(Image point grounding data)

┌────────

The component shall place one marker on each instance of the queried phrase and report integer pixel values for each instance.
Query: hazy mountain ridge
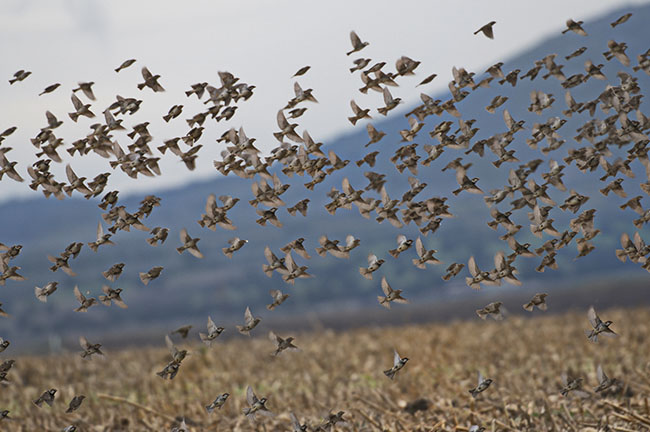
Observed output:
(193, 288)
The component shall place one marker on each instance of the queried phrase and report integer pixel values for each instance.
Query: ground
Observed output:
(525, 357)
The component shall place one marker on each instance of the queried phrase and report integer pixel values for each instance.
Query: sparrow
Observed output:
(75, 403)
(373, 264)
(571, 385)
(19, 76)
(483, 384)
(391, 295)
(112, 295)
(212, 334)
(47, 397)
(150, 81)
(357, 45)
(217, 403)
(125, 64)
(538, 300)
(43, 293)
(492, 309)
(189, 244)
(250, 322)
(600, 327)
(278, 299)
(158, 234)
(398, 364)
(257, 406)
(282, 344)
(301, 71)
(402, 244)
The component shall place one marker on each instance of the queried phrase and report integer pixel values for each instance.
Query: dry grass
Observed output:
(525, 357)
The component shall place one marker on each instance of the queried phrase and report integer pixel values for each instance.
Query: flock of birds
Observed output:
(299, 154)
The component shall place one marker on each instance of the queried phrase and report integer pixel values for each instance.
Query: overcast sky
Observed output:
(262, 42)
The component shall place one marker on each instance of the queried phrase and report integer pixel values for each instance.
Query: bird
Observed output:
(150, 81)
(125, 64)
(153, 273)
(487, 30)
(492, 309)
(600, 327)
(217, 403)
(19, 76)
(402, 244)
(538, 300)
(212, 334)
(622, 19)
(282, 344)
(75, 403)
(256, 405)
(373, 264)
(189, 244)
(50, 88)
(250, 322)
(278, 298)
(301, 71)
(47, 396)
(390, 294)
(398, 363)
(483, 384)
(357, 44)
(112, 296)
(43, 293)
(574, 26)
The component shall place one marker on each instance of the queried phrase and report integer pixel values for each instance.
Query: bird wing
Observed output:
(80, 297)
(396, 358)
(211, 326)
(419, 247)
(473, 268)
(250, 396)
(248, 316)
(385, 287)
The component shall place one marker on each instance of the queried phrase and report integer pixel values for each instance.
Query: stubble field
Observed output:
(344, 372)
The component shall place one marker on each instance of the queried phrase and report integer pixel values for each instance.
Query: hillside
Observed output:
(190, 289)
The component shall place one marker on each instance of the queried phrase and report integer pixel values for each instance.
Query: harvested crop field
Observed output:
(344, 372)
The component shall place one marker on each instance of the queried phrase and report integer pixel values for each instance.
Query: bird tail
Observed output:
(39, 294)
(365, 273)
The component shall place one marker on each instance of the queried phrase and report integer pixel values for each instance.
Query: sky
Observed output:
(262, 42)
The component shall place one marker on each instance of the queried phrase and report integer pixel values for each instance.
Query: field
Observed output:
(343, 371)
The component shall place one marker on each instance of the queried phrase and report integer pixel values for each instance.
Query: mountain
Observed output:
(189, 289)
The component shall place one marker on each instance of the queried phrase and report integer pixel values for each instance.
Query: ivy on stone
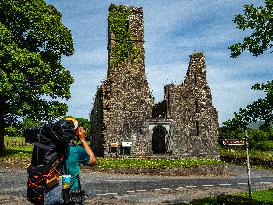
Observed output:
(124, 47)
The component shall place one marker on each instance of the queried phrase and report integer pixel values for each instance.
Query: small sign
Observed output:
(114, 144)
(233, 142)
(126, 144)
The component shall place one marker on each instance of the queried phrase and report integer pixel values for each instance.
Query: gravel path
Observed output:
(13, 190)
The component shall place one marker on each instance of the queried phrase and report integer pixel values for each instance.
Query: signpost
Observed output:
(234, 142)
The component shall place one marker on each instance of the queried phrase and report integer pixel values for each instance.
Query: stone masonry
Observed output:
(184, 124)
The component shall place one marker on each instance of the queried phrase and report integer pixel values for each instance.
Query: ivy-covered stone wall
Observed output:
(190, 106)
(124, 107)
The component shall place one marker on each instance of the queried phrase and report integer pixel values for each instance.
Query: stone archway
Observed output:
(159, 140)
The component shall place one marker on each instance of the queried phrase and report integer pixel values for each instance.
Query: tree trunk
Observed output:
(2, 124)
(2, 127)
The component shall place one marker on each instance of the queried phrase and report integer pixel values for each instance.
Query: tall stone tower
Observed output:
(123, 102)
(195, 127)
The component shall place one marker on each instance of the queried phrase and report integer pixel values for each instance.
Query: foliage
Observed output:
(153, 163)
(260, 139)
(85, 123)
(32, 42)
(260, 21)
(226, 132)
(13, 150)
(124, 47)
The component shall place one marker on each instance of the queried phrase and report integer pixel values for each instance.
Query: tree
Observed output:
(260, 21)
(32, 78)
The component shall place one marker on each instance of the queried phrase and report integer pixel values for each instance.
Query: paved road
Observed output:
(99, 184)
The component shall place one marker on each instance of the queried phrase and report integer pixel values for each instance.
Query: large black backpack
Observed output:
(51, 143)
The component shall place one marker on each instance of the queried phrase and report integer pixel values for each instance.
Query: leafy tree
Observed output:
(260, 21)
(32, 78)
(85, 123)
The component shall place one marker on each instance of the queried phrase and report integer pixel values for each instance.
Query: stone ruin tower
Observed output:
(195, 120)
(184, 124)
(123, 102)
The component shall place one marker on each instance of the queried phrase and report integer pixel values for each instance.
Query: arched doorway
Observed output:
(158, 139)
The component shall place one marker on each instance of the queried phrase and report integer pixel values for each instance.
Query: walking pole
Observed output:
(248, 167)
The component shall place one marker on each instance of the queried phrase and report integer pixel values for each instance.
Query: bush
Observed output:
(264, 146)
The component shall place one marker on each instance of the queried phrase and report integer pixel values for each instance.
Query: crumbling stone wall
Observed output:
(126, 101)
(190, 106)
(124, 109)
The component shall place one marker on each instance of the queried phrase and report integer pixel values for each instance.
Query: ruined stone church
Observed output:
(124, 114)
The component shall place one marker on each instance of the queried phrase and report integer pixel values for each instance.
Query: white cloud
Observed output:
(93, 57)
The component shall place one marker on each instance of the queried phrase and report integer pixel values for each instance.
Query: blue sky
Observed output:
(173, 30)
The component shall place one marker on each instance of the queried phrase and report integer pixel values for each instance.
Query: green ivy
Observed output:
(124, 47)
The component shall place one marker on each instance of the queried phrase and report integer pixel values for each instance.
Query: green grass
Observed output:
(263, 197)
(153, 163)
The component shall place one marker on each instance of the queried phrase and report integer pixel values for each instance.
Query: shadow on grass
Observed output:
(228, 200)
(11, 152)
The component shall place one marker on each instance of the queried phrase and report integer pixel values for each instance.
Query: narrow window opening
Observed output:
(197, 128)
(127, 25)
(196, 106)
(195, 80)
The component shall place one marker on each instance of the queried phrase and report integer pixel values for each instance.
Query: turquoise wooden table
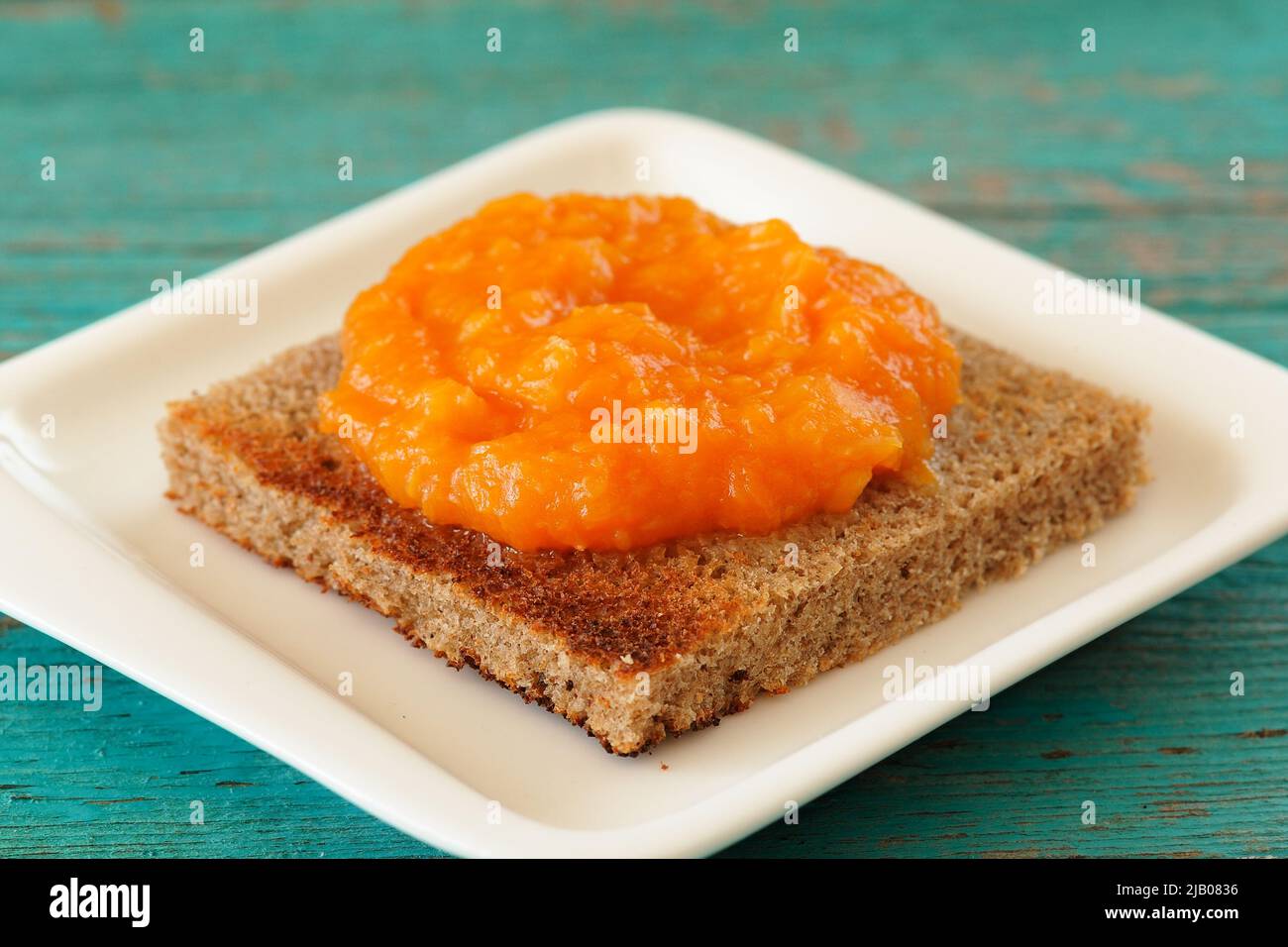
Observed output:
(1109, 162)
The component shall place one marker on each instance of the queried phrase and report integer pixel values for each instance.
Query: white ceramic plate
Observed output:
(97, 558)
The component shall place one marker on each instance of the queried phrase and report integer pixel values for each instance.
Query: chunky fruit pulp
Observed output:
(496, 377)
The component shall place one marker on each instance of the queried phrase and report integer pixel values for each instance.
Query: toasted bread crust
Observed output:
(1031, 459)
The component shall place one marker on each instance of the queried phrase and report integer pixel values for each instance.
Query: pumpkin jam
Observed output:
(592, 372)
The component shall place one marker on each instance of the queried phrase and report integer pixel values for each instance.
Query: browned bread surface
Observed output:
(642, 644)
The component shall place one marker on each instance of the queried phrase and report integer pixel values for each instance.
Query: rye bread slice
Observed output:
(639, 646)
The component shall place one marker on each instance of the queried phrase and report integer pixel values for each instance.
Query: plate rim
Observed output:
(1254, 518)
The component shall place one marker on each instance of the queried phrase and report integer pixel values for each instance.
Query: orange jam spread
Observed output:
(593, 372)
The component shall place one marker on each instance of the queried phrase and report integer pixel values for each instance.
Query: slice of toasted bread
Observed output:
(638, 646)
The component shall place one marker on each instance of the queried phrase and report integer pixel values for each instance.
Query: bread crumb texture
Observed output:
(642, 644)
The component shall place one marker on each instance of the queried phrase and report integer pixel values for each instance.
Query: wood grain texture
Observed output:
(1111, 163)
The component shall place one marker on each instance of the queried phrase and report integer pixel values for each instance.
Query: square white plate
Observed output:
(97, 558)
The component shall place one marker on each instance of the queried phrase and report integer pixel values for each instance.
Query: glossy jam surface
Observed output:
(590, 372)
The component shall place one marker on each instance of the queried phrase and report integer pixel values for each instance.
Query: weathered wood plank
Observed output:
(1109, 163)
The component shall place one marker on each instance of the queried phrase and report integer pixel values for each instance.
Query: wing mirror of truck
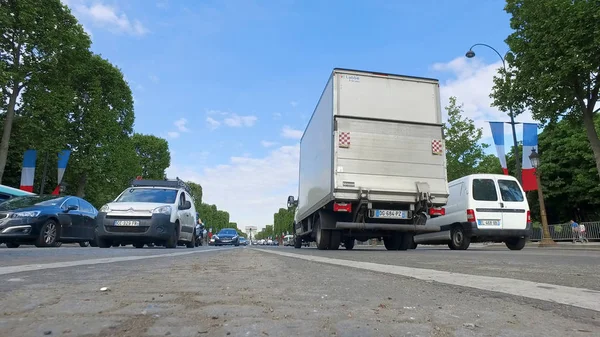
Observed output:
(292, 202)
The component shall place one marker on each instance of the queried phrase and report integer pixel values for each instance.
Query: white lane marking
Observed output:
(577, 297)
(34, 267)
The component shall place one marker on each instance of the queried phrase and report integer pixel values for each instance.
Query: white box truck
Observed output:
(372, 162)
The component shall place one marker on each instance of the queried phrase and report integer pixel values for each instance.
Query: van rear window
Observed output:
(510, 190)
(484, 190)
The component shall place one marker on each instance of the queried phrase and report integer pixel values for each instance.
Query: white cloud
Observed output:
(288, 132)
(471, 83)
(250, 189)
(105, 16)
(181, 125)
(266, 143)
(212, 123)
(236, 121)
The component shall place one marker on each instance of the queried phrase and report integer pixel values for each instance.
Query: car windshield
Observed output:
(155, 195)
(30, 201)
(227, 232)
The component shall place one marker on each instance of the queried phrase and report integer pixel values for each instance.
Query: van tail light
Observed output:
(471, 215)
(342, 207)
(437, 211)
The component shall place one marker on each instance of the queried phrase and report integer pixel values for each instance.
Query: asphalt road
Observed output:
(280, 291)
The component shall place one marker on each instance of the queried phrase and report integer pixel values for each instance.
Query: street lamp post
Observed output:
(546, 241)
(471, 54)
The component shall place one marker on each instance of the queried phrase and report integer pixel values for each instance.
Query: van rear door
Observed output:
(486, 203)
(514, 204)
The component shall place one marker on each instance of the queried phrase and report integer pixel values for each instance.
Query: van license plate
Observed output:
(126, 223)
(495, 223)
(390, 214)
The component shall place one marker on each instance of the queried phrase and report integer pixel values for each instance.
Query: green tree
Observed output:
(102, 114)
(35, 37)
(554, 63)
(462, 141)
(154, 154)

└────────

How to complete this task: Could you repeat exactly the lines from the first one of the records above through the line containing "Query: sparrow", leaving out any pictures?

Solution to this task:
The component shall place one marker on each instance of the queried phrase and report integer pixel values for each instance.
Query: hazy mountain ridge
Observed output:
(193, 288)
The component shall place one marker on each instance of the queried phrase and report integer pixel values for each instance.
Query: ground
Observed output:
(525, 357)
The component shall place one marker on each instance of the queried phrase and report integer pixel values for each instance.
Query: sparrow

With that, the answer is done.